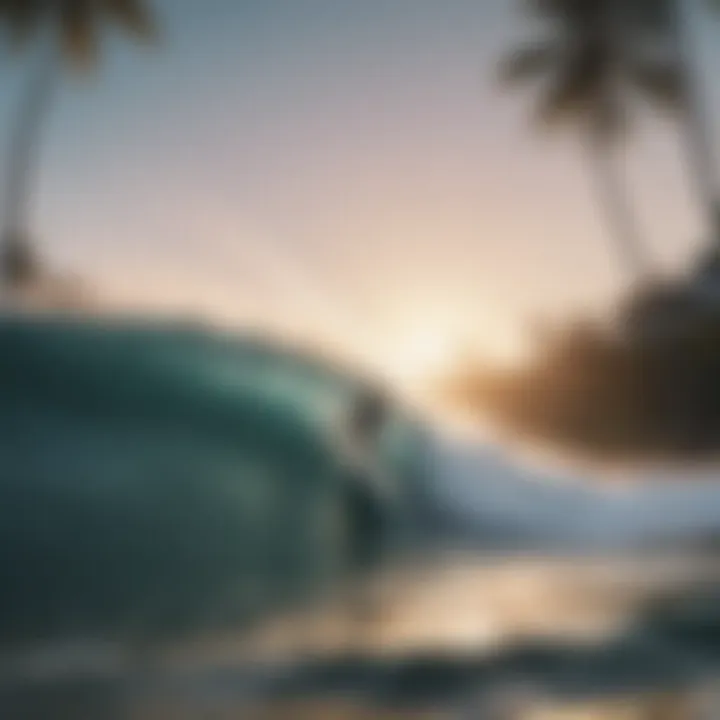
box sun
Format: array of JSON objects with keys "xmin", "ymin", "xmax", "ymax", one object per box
[{"xmin": 385, "ymin": 328, "xmax": 457, "ymax": 383}]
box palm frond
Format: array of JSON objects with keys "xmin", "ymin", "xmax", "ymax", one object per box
[
  {"xmin": 628, "ymin": 63, "xmax": 686, "ymax": 110},
  {"xmin": 60, "ymin": 0, "xmax": 98, "ymax": 69},
  {"xmin": 498, "ymin": 43, "xmax": 560, "ymax": 84}
]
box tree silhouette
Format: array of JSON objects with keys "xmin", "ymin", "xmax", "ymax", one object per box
[
  {"xmin": 0, "ymin": 0, "xmax": 155, "ymax": 292},
  {"xmin": 501, "ymin": 0, "xmax": 681, "ymax": 275}
]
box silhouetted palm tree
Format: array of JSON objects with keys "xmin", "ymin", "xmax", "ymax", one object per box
[
  {"xmin": 502, "ymin": 0, "xmax": 680, "ymax": 274},
  {"xmin": 644, "ymin": 0, "xmax": 720, "ymax": 264},
  {"xmin": 0, "ymin": 0, "xmax": 154, "ymax": 289}
]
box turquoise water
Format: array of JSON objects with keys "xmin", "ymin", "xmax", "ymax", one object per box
[{"xmin": 0, "ymin": 319, "xmax": 428, "ymax": 640}]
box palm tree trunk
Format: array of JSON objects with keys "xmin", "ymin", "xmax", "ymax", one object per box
[
  {"xmin": 0, "ymin": 38, "xmax": 59, "ymax": 284},
  {"xmin": 669, "ymin": 0, "xmax": 720, "ymax": 248},
  {"xmin": 588, "ymin": 136, "xmax": 647, "ymax": 279}
]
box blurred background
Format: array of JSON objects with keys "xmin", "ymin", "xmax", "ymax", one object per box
[{"xmin": 8, "ymin": 0, "xmax": 720, "ymax": 720}]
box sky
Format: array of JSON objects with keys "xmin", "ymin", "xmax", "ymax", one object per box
[{"xmin": 0, "ymin": 0, "xmax": 720, "ymax": 388}]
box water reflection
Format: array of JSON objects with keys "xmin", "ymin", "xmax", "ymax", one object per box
[{"xmin": 7, "ymin": 555, "xmax": 720, "ymax": 720}]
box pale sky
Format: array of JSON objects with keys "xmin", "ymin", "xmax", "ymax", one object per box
[{"xmin": 0, "ymin": 0, "xmax": 720, "ymax": 382}]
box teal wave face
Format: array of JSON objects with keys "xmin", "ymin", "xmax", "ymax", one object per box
[{"xmin": 0, "ymin": 320, "xmax": 428, "ymax": 639}]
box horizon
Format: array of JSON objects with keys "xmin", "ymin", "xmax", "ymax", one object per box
[{"xmin": 0, "ymin": 0, "xmax": 720, "ymax": 388}]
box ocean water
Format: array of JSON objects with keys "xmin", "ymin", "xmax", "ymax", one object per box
[{"xmin": 0, "ymin": 319, "xmax": 720, "ymax": 720}]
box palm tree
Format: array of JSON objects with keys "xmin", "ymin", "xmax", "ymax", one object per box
[
  {"xmin": 0, "ymin": 0, "xmax": 154, "ymax": 290},
  {"xmin": 502, "ymin": 0, "xmax": 679, "ymax": 275}
]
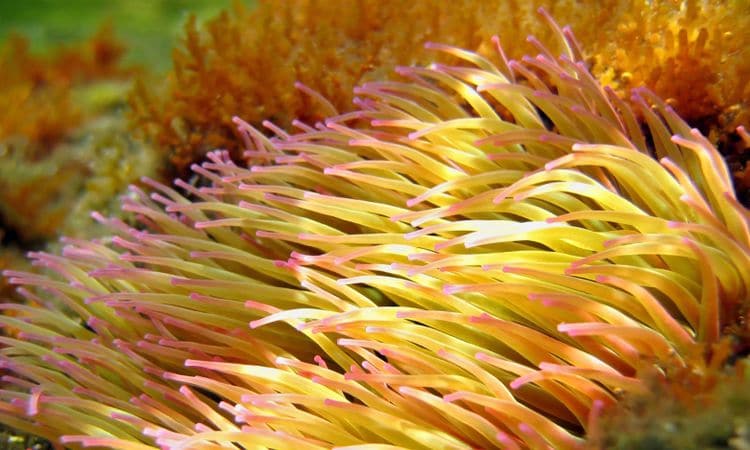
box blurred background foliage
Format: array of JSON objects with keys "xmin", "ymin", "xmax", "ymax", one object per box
[{"xmin": 0, "ymin": 0, "xmax": 254, "ymax": 71}]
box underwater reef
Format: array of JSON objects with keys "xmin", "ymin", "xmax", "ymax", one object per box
[{"xmin": 0, "ymin": 2, "xmax": 750, "ymax": 450}]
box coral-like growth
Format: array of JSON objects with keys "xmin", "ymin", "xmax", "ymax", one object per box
[
  {"xmin": 131, "ymin": 0, "xmax": 750, "ymax": 180},
  {"xmin": 0, "ymin": 26, "xmax": 157, "ymax": 248},
  {"xmin": 0, "ymin": 26, "xmax": 134, "ymax": 155},
  {"xmin": 0, "ymin": 14, "xmax": 750, "ymax": 449}
]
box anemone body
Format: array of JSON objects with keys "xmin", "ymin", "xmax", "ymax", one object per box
[{"xmin": 0, "ymin": 14, "xmax": 750, "ymax": 449}]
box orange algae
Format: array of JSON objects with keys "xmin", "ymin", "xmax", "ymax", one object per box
[
  {"xmin": 0, "ymin": 25, "xmax": 147, "ymax": 246},
  {"xmin": 131, "ymin": 0, "xmax": 750, "ymax": 178},
  {"xmin": 0, "ymin": 10, "xmax": 750, "ymax": 449},
  {"xmin": 0, "ymin": 26, "xmax": 135, "ymax": 159}
]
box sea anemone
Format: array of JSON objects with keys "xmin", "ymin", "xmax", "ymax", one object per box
[
  {"xmin": 131, "ymin": 0, "xmax": 750, "ymax": 180},
  {"xmin": 0, "ymin": 10, "xmax": 750, "ymax": 449}
]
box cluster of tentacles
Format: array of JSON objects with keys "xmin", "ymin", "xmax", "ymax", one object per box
[{"xmin": 0, "ymin": 14, "xmax": 750, "ymax": 449}]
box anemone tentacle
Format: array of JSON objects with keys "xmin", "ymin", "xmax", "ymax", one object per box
[{"xmin": 0, "ymin": 11, "xmax": 750, "ymax": 449}]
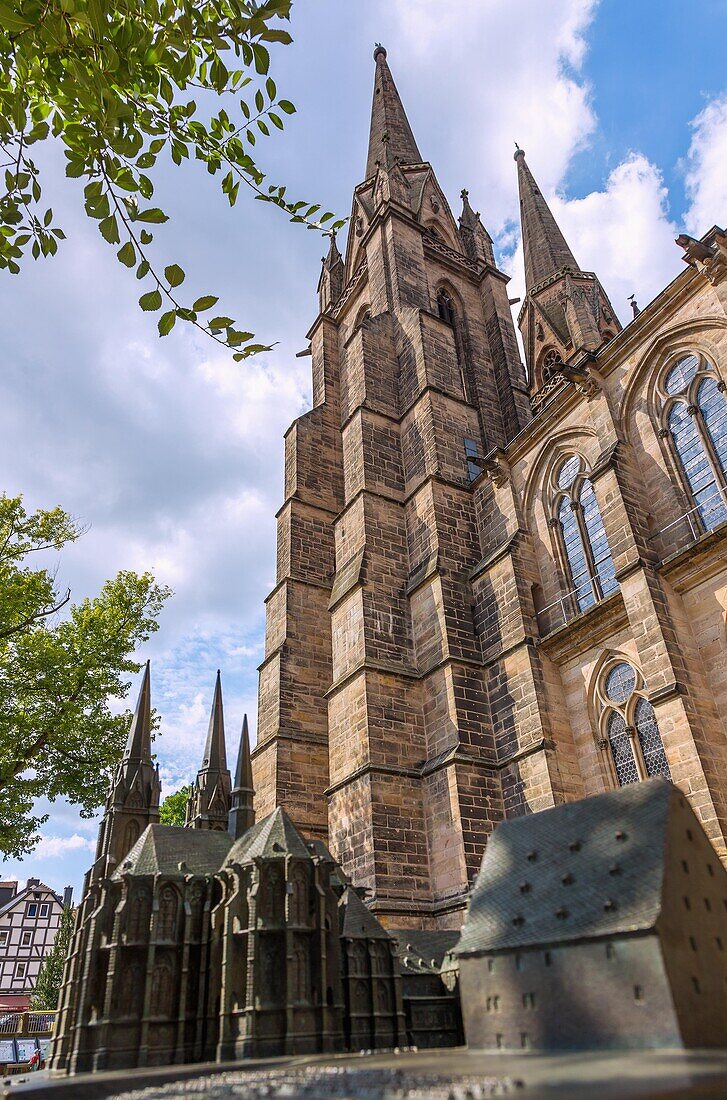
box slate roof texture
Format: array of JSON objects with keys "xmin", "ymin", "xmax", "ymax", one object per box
[
  {"xmin": 223, "ymin": 806, "xmax": 311, "ymax": 867},
  {"xmin": 113, "ymin": 825, "xmax": 232, "ymax": 879},
  {"xmin": 455, "ymin": 779, "xmax": 679, "ymax": 956}
]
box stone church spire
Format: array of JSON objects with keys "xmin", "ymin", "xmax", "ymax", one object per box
[
  {"xmin": 92, "ymin": 661, "xmax": 162, "ymax": 878},
  {"xmin": 515, "ymin": 147, "xmax": 581, "ymax": 292},
  {"xmin": 229, "ymin": 715, "xmax": 255, "ymax": 840},
  {"xmin": 366, "ymin": 45, "xmax": 421, "ymax": 178},
  {"xmin": 318, "ymin": 231, "xmax": 345, "ymax": 314},
  {"xmin": 185, "ymin": 669, "xmax": 231, "ymax": 829},
  {"xmin": 515, "ymin": 146, "xmax": 621, "ymax": 391}
]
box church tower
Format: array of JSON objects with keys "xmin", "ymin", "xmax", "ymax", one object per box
[
  {"xmin": 185, "ymin": 669, "xmax": 231, "ymax": 831},
  {"xmin": 253, "ymin": 46, "xmax": 531, "ymax": 927},
  {"xmin": 515, "ymin": 147, "xmax": 621, "ymax": 409}
]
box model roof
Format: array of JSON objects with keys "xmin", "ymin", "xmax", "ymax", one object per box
[
  {"xmin": 455, "ymin": 779, "xmax": 680, "ymax": 955},
  {"xmin": 113, "ymin": 825, "xmax": 232, "ymax": 878},
  {"xmin": 224, "ymin": 806, "xmax": 311, "ymax": 867}
]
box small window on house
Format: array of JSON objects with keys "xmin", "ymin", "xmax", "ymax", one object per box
[
  {"xmin": 464, "ymin": 439, "xmax": 482, "ymax": 481},
  {"xmin": 596, "ymin": 660, "xmax": 671, "ymax": 787}
]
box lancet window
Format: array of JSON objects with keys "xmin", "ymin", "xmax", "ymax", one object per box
[
  {"xmin": 596, "ymin": 660, "xmax": 671, "ymax": 787},
  {"xmin": 551, "ymin": 454, "xmax": 618, "ymax": 612},
  {"xmin": 659, "ymin": 352, "xmax": 727, "ymax": 531}
]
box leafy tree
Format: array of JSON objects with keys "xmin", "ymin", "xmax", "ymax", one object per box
[
  {"xmin": 31, "ymin": 905, "xmax": 76, "ymax": 1011},
  {"xmin": 159, "ymin": 787, "xmax": 191, "ymax": 825},
  {"xmin": 0, "ymin": 0, "xmax": 343, "ymax": 360},
  {"xmin": 0, "ymin": 496, "xmax": 169, "ymax": 857}
]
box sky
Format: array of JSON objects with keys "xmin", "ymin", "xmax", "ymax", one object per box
[{"xmin": 0, "ymin": 0, "xmax": 727, "ymax": 897}]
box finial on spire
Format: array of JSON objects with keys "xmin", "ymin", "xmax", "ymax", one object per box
[
  {"xmin": 123, "ymin": 661, "xmax": 152, "ymax": 760},
  {"xmin": 228, "ymin": 715, "xmax": 255, "ymax": 840},
  {"xmin": 366, "ymin": 43, "xmax": 421, "ymax": 179}
]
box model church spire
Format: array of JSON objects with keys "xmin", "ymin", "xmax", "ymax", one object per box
[
  {"xmin": 186, "ymin": 669, "xmax": 231, "ymax": 829},
  {"xmin": 515, "ymin": 146, "xmax": 620, "ymax": 391},
  {"xmin": 366, "ymin": 45, "xmax": 421, "ymax": 178},
  {"xmin": 93, "ymin": 661, "xmax": 162, "ymax": 878},
  {"xmin": 229, "ymin": 715, "xmax": 255, "ymax": 840}
]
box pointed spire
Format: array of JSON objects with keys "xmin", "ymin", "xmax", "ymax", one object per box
[
  {"xmin": 229, "ymin": 715, "xmax": 255, "ymax": 840},
  {"xmin": 515, "ymin": 142, "xmax": 581, "ymax": 290},
  {"xmin": 186, "ymin": 669, "xmax": 231, "ymax": 829},
  {"xmin": 366, "ymin": 44, "xmax": 421, "ymax": 178},
  {"xmin": 460, "ymin": 187, "xmax": 495, "ymax": 267},
  {"xmin": 460, "ymin": 187, "xmax": 480, "ymax": 232},
  {"xmin": 202, "ymin": 669, "xmax": 228, "ymax": 771},
  {"xmin": 122, "ymin": 661, "xmax": 152, "ymax": 762},
  {"xmin": 318, "ymin": 230, "xmax": 345, "ymax": 314}
]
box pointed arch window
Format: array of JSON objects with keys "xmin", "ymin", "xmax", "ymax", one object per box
[
  {"xmin": 551, "ymin": 454, "xmax": 618, "ymax": 612},
  {"xmin": 659, "ymin": 352, "xmax": 727, "ymax": 531},
  {"xmin": 596, "ymin": 659, "xmax": 671, "ymax": 787},
  {"xmin": 437, "ymin": 288, "xmax": 454, "ymax": 326}
]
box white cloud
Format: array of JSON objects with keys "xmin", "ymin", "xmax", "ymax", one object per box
[
  {"xmin": 507, "ymin": 153, "xmax": 681, "ymax": 321},
  {"xmin": 392, "ymin": 0, "xmax": 597, "ymax": 226},
  {"xmin": 684, "ymin": 92, "xmax": 727, "ymax": 237},
  {"xmin": 33, "ymin": 833, "xmax": 96, "ymax": 859}
]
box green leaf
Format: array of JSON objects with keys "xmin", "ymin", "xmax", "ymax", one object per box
[
  {"xmin": 157, "ymin": 309, "xmax": 177, "ymax": 337},
  {"xmin": 0, "ymin": 3, "xmax": 31, "ymax": 34},
  {"xmin": 164, "ymin": 264, "xmax": 185, "ymax": 286},
  {"xmin": 139, "ymin": 289, "xmax": 162, "ymax": 312},
  {"xmin": 117, "ymin": 241, "xmax": 136, "ymax": 267},
  {"xmin": 136, "ymin": 207, "xmax": 169, "ymax": 226},
  {"xmin": 191, "ymin": 294, "xmax": 220, "ymax": 314},
  {"xmin": 99, "ymin": 213, "xmax": 121, "ymax": 244}
]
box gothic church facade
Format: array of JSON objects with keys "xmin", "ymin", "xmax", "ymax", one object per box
[{"xmin": 253, "ymin": 46, "xmax": 727, "ymax": 930}]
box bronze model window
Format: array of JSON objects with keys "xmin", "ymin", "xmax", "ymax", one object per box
[{"xmin": 596, "ymin": 660, "xmax": 671, "ymax": 787}]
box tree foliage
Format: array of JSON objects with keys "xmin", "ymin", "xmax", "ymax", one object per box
[
  {"xmin": 31, "ymin": 905, "xmax": 76, "ymax": 1012},
  {"xmin": 0, "ymin": 496, "xmax": 169, "ymax": 856},
  {"xmin": 0, "ymin": 0, "xmax": 342, "ymax": 360},
  {"xmin": 159, "ymin": 787, "xmax": 191, "ymax": 825}
]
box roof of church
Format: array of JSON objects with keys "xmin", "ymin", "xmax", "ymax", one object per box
[
  {"xmin": 515, "ymin": 149, "xmax": 581, "ymax": 290},
  {"xmin": 224, "ymin": 806, "xmax": 311, "ymax": 867},
  {"xmin": 339, "ymin": 887, "xmax": 389, "ymax": 939},
  {"xmin": 455, "ymin": 779, "xmax": 679, "ymax": 955},
  {"xmin": 366, "ymin": 46, "xmax": 421, "ymax": 178},
  {"xmin": 113, "ymin": 825, "xmax": 232, "ymax": 878}
]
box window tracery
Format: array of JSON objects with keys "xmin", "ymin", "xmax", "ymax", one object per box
[
  {"xmin": 596, "ymin": 658, "xmax": 671, "ymax": 787},
  {"xmin": 551, "ymin": 454, "xmax": 618, "ymax": 612},
  {"xmin": 658, "ymin": 352, "xmax": 727, "ymax": 531},
  {"xmin": 158, "ymin": 886, "xmax": 177, "ymax": 939}
]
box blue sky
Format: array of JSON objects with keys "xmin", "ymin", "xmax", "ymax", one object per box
[{"xmin": 0, "ymin": 0, "xmax": 727, "ymax": 891}]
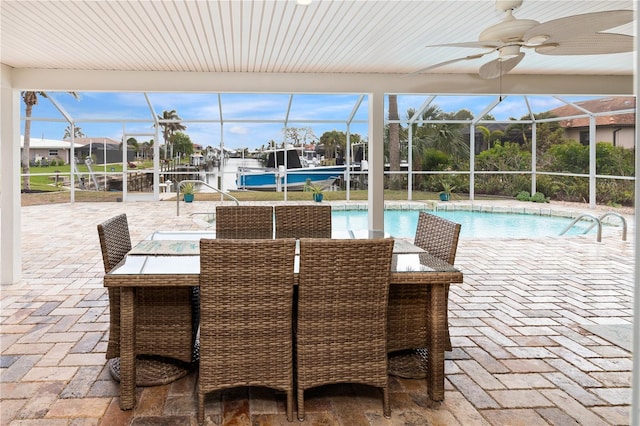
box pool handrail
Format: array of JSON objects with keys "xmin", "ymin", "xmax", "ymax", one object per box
[
  {"xmin": 560, "ymin": 212, "xmax": 627, "ymax": 243},
  {"xmin": 585, "ymin": 212, "xmax": 627, "ymax": 241},
  {"xmin": 176, "ymin": 179, "xmax": 240, "ymax": 216}
]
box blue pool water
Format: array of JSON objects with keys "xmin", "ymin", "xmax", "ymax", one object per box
[{"xmin": 331, "ymin": 210, "xmax": 596, "ymax": 238}]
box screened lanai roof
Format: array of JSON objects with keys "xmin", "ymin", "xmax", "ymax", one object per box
[{"xmin": 0, "ymin": 0, "xmax": 636, "ymax": 80}]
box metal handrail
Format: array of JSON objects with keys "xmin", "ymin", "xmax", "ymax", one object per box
[
  {"xmin": 560, "ymin": 212, "xmax": 627, "ymax": 243},
  {"xmin": 560, "ymin": 213, "xmax": 602, "ymax": 242},
  {"xmin": 585, "ymin": 212, "xmax": 627, "ymax": 241},
  {"xmin": 176, "ymin": 179, "xmax": 240, "ymax": 216}
]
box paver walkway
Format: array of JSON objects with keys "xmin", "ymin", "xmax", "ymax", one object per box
[{"xmin": 0, "ymin": 202, "xmax": 634, "ymax": 426}]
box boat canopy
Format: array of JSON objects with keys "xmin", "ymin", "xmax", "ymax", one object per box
[{"xmin": 267, "ymin": 149, "xmax": 302, "ymax": 169}]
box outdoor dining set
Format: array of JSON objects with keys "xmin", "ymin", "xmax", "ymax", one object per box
[{"xmin": 98, "ymin": 204, "xmax": 462, "ymax": 423}]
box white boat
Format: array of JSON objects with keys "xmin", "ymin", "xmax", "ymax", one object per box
[{"xmin": 236, "ymin": 148, "xmax": 346, "ymax": 191}]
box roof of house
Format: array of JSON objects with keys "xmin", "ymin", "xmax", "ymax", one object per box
[
  {"xmin": 20, "ymin": 135, "xmax": 84, "ymax": 149},
  {"xmin": 549, "ymin": 96, "xmax": 636, "ymax": 127}
]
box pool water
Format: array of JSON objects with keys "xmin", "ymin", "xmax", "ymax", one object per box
[{"xmin": 331, "ymin": 210, "xmax": 596, "ymax": 238}]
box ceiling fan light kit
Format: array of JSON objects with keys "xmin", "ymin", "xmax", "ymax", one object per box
[{"xmin": 412, "ymin": 0, "xmax": 634, "ymax": 79}]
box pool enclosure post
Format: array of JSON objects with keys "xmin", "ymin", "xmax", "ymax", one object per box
[
  {"xmin": 367, "ymin": 92, "xmax": 385, "ymax": 235},
  {"xmin": 469, "ymin": 122, "xmax": 476, "ymax": 201},
  {"xmin": 531, "ymin": 121, "xmax": 536, "ymax": 195},
  {"xmin": 0, "ymin": 73, "xmax": 22, "ymax": 285},
  {"xmin": 589, "ymin": 114, "xmax": 596, "ymax": 209}
]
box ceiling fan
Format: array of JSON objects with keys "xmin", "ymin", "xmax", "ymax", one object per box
[{"xmin": 412, "ymin": 0, "xmax": 633, "ymax": 79}]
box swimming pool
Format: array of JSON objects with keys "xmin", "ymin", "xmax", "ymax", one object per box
[{"xmin": 331, "ymin": 210, "xmax": 596, "ymax": 238}]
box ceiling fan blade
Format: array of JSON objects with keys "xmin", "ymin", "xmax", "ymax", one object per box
[
  {"xmin": 409, "ymin": 50, "xmax": 493, "ymax": 75},
  {"xmin": 522, "ymin": 10, "xmax": 633, "ymax": 43},
  {"xmin": 478, "ymin": 52, "xmax": 524, "ymax": 80},
  {"xmin": 535, "ymin": 33, "xmax": 633, "ymax": 55}
]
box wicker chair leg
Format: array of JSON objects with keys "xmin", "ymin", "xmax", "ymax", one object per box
[
  {"xmin": 198, "ymin": 392, "xmax": 204, "ymax": 425},
  {"xmin": 298, "ymin": 389, "xmax": 304, "ymax": 422},
  {"xmin": 382, "ymin": 386, "xmax": 391, "ymax": 419},
  {"xmin": 287, "ymin": 389, "xmax": 293, "ymax": 422}
]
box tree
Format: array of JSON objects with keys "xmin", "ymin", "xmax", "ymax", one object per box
[
  {"xmin": 170, "ymin": 132, "xmax": 193, "ymax": 156},
  {"xmin": 21, "ymin": 92, "xmax": 79, "ymax": 190},
  {"xmin": 389, "ymin": 95, "xmax": 402, "ymax": 189},
  {"xmin": 62, "ymin": 124, "xmax": 87, "ymax": 141},
  {"xmin": 283, "ymin": 127, "xmax": 318, "ymax": 146},
  {"xmin": 158, "ymin": 109, "xmax": 187, "ymax": 160},
  {"xmin": 127, "ymin": 138, "xmax": 140, "ymax": 157},
  {"xmin": 320, "ymin": 130, "xmax": 347, "ymax": 158}
]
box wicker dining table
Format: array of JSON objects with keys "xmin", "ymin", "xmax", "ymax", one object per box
[{"xmin": 104, "ymin": 231, "xmax": 463, "ymax": 410}]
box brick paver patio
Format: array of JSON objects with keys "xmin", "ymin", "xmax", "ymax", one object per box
[{"xmin": 0, "ymin": 202, "xmax": 634, "ymax": 426}]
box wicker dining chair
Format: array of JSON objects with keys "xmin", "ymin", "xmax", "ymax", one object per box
[
  {"xmin": 198, "ymin": 239, "xmax": 296, "ymax": 424},
  {"xmin": 387, "ymin": 212, "xmax": 460, "ymax": 352},
  {"xmin": 296, "ymin": 239, "xmax": 393, "ymax": 420},
  {"xmin": 275, "ymin": 204, "xmax": 331, "ymax": 238},
  {"xmin": 98, "ymin": 214, "xmax": 199, "ymax": 363},
  {"xmin": 216, "ymin": 206, "xmax": 273, "ymax": 239}
]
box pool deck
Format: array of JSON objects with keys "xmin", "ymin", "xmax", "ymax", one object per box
[{"xmin": 0, "ymin": 201, "xmax": 635, "ymax": 426}]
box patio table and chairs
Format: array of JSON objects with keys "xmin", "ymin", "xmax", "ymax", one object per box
[
  {"xmin": 104, "ymin": 206, "xmax": 462, "ymax": 418},
  {"xmin": 97, "ymin": 214, "xmax": 199, "ymax": 404},
  {"xmin": 387, "ymin": 212, "xmax": 461, "ymax": 364}
]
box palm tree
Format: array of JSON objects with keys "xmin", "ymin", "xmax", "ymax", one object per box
[
  {"xmin": 62, "ymin": 124, "xmax": 86, "ymax": 141},
  {"xmin": 158, "ymin": 109, "xmax": 187, "ymax": 160},
  {"xmin": 21, "ymin": 91, "xmax": 79, "ymax": 190}
]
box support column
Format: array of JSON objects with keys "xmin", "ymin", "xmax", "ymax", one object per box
[
  {"xmin": 589, "ymin": 115, "xmax": 596, "ymax": 209},
  {"xmin": 368, "ymin": 92, "xmax": 384, "ymax": 235},
  {"xmin": 0, "ymin": 65, "xmax": 22, "ymax": 285}
]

════

## Set task:
Please copy the entries word for word, beginning at the line that contains "box support column" and stopping after the final line of the entries.

## Final answer:
box support column
Format: array of JSON objects with keys "xmin", "ymin", "xmax", "ymax", one object per box
[
  {"xmin": 589, "ymin": 115, "xmax": 596, "ymax": 209},
  {"xmin": 368, "ymin": 92, "xmax": 384, "ymax": 235},
  {"xmin": 0, "ymin": 65, "xmax": 22, "ymax": 285}
]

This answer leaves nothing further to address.